What needs to be done - The required output is every line from the one with "I bet you can't find the window in" through the final line of the data below, unchanged.

Data supplied -
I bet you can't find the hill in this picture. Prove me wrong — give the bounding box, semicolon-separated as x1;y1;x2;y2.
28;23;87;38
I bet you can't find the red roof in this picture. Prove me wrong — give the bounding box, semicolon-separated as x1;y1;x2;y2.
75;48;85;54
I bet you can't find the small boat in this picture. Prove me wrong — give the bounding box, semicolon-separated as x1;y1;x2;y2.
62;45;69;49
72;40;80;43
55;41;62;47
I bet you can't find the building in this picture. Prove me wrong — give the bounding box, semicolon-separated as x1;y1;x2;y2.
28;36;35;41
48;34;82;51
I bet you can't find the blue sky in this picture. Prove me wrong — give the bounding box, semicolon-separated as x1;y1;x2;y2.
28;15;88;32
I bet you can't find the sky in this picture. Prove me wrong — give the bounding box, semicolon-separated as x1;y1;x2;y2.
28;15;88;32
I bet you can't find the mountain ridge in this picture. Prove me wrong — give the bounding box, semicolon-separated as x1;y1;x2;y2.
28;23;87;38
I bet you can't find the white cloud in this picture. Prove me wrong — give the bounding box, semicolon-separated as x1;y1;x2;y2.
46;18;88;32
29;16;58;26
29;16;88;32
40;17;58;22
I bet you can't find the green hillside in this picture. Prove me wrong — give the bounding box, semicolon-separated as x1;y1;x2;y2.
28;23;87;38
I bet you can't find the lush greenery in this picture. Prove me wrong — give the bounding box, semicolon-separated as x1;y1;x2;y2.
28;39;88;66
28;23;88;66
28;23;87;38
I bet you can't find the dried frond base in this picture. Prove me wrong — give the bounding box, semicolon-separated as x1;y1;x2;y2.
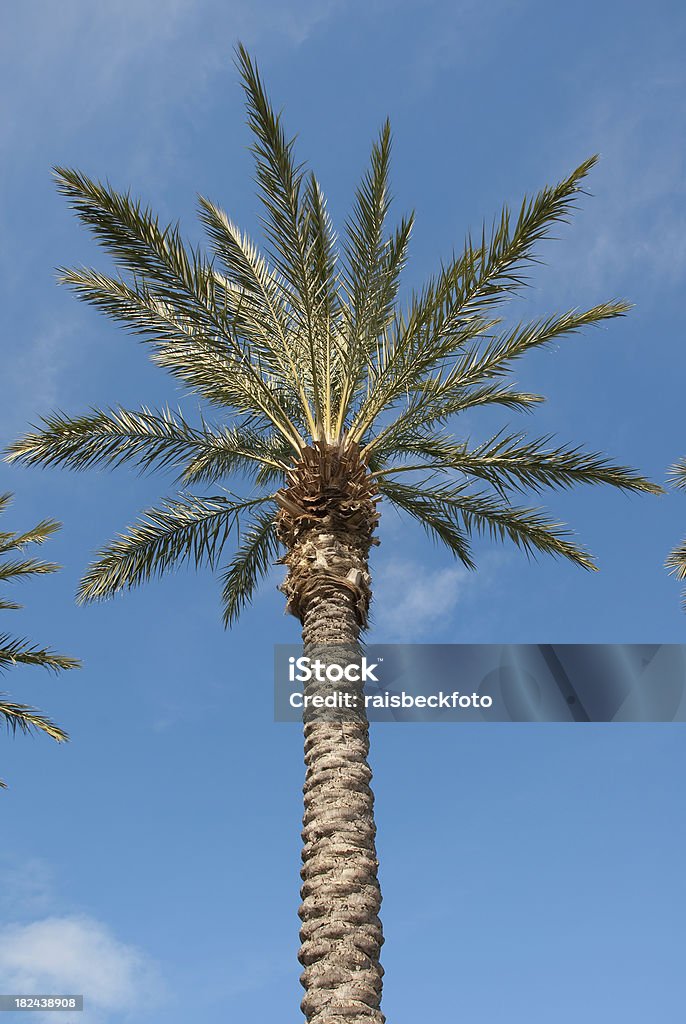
276;442;380;627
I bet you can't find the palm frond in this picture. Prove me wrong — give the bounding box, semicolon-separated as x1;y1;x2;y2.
335;124;415;431
379;479;475;568
0;635;80;673
54;166;266;362
55;265;305;448
235;44;329;434
667;459;686;609
375;431;662;496
361;301;629;457
0;500;75;665
666;540;686;580
666;537;686;610
304;172;340;323
54;165;204;287
0;558;60;583
367;385;544;462
53;167;307;446
0;496;61;555
668;458;686;491
6;408;295;495
77;492;275;602
337;217;416;436
380;478;595;570
0;520;60;554
181;427;290;486
0;500;77;788
304;172;342;433
0;695;69;743
348;157;602;442
446;302;631;390
197;196;317;433
340;119;393;333
404;154;600;340
6;406;204;475
221;507;280;625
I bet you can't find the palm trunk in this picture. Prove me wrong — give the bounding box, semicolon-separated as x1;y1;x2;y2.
298;579;385;1023
275;442;385;1022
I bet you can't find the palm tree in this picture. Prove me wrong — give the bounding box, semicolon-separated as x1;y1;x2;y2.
0;492;79;787
6;46;661;1022
666;459;686;607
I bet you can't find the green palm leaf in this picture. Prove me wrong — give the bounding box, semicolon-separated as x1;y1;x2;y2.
358;302;629;454
0;695;69;787
0;496;78;788
0;697;69;740
375;431;662;497
180;428;290;486
53;177;305;449
77;493;275;602
668;459;686;490
666;460;686;609
197;197;316;432
347;157;604;443
380;478;595;570
221;508;280;626
379;480;475;568
0;635;80;672
336;120;414;432
6;406;204;474
0;518;60;554
235;44;329;434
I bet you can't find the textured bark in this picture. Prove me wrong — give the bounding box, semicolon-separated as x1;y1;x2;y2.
276;443;385;1023
276;442;379;629
298;584;385;1024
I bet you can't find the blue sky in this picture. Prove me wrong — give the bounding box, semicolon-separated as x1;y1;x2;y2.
1;1;685;1021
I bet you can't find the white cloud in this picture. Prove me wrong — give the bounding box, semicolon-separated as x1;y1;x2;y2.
0;318;82;439
0;856;55;917
371;559;469;640
0;916;166;1023
531;63;686;303
0;0;344;159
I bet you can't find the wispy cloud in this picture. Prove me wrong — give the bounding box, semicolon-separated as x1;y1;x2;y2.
370;536;510;640
0;318;84;440
0;0;345;163
0;856;56;918
408;0;527;92
371;559;469;640
0;915;166;1023
532;61;686;304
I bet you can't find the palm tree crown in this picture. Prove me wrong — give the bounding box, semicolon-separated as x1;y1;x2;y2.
5;45;660;625
0;493;79;787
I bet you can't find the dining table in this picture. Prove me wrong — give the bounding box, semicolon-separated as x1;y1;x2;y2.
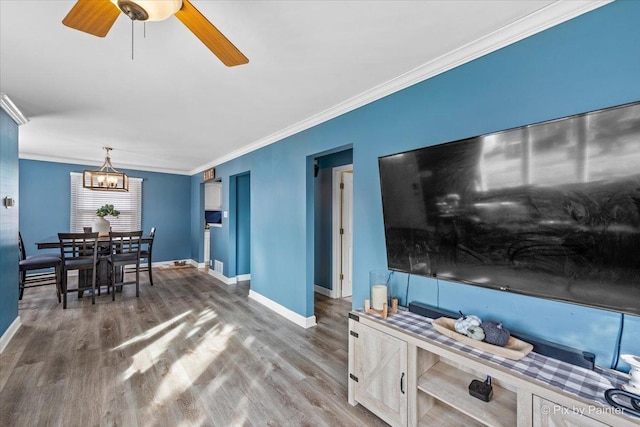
35;234;152;296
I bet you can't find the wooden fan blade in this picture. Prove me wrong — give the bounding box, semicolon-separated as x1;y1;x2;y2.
175;0;249;66
62;0;121;38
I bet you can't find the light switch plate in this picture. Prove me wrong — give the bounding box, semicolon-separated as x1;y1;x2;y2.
3;196;15;208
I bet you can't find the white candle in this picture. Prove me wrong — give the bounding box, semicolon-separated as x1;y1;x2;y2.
371;285;388;311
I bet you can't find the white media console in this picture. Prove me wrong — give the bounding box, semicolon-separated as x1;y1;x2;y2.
348;309;638;427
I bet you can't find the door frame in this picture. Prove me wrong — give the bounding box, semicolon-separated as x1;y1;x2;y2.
332;164;353;298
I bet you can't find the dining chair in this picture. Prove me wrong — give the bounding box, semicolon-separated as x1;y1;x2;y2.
107;231;143;301
58;232;99;309
18;232;62;302
140;227;156;286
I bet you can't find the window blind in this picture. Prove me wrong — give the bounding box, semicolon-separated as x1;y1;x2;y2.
70;172;142;232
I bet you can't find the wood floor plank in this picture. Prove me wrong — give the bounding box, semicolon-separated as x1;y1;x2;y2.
1;268;386;426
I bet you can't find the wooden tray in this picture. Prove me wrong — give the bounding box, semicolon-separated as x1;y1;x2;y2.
431;317;533;360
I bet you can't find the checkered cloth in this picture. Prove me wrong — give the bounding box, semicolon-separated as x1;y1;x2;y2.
355;309;630;409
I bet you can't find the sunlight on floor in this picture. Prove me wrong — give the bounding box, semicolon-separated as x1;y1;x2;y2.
112;310;192;350
153;311;236;406
186;326;201;338
230;395;250;426
195;307;217;326
122;322;186;380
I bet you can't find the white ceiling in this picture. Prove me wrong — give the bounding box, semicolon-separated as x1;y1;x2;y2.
0;1;606;175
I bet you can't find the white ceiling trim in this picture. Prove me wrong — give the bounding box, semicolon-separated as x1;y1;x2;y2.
189;0;612;176
0;92;29;126
19;152;189;176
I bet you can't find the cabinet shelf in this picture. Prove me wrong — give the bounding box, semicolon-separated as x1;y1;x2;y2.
418;399;485;427
417;360;517;427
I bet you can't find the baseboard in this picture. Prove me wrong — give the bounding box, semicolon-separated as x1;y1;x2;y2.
236;274;251;282
0;316;21;354
314;285;337;299
208;268;237;285
249;290;317;329
151;260;186;268
188;259;207;269
136;259;199;269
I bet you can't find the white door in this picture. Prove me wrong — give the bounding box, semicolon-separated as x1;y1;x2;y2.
341;171;353;297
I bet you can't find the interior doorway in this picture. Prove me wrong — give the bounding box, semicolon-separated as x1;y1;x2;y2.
332;165;353;298
312;149;353;301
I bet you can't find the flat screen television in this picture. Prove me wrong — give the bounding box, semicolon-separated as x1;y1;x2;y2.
379;101;640;315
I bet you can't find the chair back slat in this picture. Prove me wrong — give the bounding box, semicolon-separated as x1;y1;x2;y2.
148;227;156;250
109;231;142;258
58;232;100;261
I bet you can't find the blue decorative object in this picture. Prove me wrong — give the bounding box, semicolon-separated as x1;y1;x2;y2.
482;321;511;347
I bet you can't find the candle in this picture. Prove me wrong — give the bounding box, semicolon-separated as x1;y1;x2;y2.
371;285;388;311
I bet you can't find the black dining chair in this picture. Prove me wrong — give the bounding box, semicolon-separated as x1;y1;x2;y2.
58;232;99;309
140;227;156;286
107;231;143;300
18;232;62;302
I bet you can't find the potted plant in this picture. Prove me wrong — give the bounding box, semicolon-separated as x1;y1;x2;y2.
93;204;120;235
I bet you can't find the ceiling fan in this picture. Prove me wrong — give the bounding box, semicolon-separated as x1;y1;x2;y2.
62;0;248;66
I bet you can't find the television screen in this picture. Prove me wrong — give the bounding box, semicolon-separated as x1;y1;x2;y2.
379;101;640;315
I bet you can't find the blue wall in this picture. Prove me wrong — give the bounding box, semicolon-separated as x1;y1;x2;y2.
0;109;20;338
19;159;192;263
191;1;640;370
236;173;251;276
190;175;205;264
314;149;353;289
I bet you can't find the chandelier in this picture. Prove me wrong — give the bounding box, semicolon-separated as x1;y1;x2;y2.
83;147;129;192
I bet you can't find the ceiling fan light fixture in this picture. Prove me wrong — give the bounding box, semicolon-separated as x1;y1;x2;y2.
64;0;248;66
111;0;182;21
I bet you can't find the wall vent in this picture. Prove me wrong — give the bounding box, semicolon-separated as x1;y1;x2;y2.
214;260;223;274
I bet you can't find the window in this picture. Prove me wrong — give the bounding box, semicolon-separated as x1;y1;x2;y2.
70;172;142;232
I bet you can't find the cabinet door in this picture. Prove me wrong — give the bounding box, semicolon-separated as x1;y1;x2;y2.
352;322;408;427
205;183;222;210
533;396;609;427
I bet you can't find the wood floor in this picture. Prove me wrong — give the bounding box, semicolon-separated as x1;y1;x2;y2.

Expected output -
I bet you can't find the window in this picture. Prove me wrong — give the bounding box, semicolon-separated as x1;y1;x2;y2.
70;172;142;232
I bet you can't find the cabinet door in this picture. Prove me wrong — give the bounding box, semicolon-separated as x1;y1;x2;y2.
352;322;408;427
205;183;222;210
533;396;609;427
I bet you can't find the wood floor in this picture. Prove me wrong — give the bounding box, semicolon-separated as x1;y1;x2;y2.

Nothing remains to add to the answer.